_Objetivo_.
Copie sem alterações o trecho do texto sobre viver em Portugal que começa em "Esta é, literalmente, a" e termina em "lhes prestar atenção.".

_Secção do documento_.

02/02/09

Viver em Portugal, para mim

[Lourenço Bray]


Esta é, literalmente, a minha 8ª tentativa para escrever este texto. O tema leva a uma dispersão enorme no fio de raciocínio. Viver num país são muitas coisas ao mesmo tempo. No fundo, é toda a nossa vida. Nas minhas tentativas anteriores, acabo por cobrir uma série de temas sociais, económicos ou culturais, mas incorreria em erro se dissesse que a minha vida é, de alguma forma, moldada pelo que vejo no telejornal ou nos jornais, ou que se discute nos blogues, no que a Portugal respeita. Confesso que sigo com muito mais interesse e entusiasmo as presidenciais americanas do que as nossas eleições. Os nossos partidos políticos, cronistas ou opinion-makers, já desisti de lhes prestar atenção.


Não vejo cinema português a não ser que o filme passe o crivo crítico fora de Portugal, o que quase nunca acontece. Não leio livros portugueses a não ser que sejam relevantes para mim, não os leio por serem de autores portugueses. Não oiço música portuguesa a não ser que ela seja mais relevante para mim (ie boa). Não me lembro da última vez que ouvi uma opinião do professor Marcelo ou li a coluna do José Luís Delgado, mas todos os dias leio opiniões. A comédia, a arte, a literatura, a música, tudo o que se faz em Portugal é-me infinitamente menos relevante do que as manifestações de outros países que não têm uma expressão nacional quando me são apresentadas, mas valem apenas pelo que são. Bebo vinho português porque é o melhor, e não porque é português. A política, os temas, a cultura ou economia interessam-me em função da sua relevância e não da sua nacionalidade ou proveniência. Estou a ler “Conhecer Jesus de Nazaré”, escritor por Bento XVI. O que um bispo português diz a propósito dos casamentos com muçulmanos interessa-me zero. É só um exemplo. Vêm aí mais exemplos com a proposta de casamentos gay. Vamos ter o país muito entretido numa discussão irrelevante. Para quê discutir algo que não só é inevitável como é justo, como era o debate da legalização do aborto ou seria o da eutanásia? Todas as mudanças chegam a Portugal com décadas de atraso e que seria bem melhor e mais saudável saltarmos algumas etapas em vez de discutir merdas que já foram mais do que discutidas e compreendidas há 50 anos no resto do mundo. Se calhar era melhor perceber como aconteceram essas mudanças, e porquê, e decidir com base no que defensores dos direitos civis americanos disseram há 40 anos.

_Entradas listadas_.
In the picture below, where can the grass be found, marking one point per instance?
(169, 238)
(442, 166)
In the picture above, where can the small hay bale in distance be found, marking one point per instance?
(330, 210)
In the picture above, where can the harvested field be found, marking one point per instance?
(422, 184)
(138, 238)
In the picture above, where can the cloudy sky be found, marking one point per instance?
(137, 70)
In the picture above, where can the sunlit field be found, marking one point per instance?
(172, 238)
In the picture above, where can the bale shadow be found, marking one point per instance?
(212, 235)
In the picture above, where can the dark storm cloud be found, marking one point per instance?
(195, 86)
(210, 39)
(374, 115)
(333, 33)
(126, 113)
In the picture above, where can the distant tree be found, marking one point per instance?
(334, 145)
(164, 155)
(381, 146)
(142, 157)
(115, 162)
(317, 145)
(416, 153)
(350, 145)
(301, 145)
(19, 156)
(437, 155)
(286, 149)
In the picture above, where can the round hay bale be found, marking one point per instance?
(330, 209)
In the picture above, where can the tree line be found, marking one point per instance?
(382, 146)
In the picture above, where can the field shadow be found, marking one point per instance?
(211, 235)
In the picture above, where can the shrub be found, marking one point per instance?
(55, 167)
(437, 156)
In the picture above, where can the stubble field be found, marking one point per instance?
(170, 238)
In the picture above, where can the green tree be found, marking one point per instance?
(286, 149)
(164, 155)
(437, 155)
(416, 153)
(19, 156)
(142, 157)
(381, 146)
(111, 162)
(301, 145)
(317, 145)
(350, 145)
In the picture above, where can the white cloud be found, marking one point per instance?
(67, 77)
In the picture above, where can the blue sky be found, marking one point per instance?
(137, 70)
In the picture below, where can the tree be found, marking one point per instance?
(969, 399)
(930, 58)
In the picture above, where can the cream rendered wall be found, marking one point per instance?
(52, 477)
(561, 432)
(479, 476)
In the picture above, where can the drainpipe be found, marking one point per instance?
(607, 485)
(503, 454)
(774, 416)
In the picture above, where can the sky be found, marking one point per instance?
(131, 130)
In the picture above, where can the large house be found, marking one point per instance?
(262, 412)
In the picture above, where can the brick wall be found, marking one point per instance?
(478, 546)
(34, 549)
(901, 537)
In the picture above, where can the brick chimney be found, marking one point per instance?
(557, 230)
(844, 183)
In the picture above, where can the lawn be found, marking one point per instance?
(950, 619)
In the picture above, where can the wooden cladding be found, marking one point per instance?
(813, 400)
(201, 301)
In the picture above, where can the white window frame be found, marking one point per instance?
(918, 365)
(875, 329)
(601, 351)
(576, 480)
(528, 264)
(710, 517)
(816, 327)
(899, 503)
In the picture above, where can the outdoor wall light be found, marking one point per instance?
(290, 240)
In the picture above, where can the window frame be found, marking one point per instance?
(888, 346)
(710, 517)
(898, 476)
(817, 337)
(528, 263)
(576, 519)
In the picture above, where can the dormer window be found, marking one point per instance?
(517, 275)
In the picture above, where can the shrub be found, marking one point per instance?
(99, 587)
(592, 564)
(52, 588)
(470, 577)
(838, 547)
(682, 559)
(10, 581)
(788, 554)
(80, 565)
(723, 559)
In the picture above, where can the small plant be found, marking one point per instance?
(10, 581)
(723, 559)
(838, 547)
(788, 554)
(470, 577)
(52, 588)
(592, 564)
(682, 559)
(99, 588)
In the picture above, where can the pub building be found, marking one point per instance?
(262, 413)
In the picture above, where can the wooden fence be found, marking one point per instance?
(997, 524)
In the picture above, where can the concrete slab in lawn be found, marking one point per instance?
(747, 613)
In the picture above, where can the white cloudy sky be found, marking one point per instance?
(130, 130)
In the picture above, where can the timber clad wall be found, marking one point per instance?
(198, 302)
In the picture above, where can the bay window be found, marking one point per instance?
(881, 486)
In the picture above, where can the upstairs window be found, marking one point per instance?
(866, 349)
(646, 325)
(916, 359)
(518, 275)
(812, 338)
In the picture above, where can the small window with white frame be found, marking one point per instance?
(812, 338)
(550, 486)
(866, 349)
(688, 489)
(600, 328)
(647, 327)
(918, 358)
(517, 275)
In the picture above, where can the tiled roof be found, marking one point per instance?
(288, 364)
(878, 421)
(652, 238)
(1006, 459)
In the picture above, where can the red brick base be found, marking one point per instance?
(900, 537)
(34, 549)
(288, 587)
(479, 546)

_Resposta correta_.
Esta é, literalmente, a minha 8ª tentativa para escrever este texto. O tema leva a uma dispersão enorme no fio de raciocínio. Viver num país são muitas coisas ao mesmo tempo. No fundo, é toda a nossa vida. Nas minhas tentativas anteriores, acabo por cobrir uma série de temas sociais, económicos ou culturais, mas incorreria em erro se dissesse que a minha vida é, de alguma forma, moldada pelo que vejo no telejornal ou nos jornais, ou que se discute nos blogues, no que a Portugal respeita. Confesso que sigo com muito mais interesse e entusiasmo as presidenciais americanas do que as nossas eleições. Os nossos partidos políticos, cronistas ou opinion-makers, já desisti de lhes prestar atenção.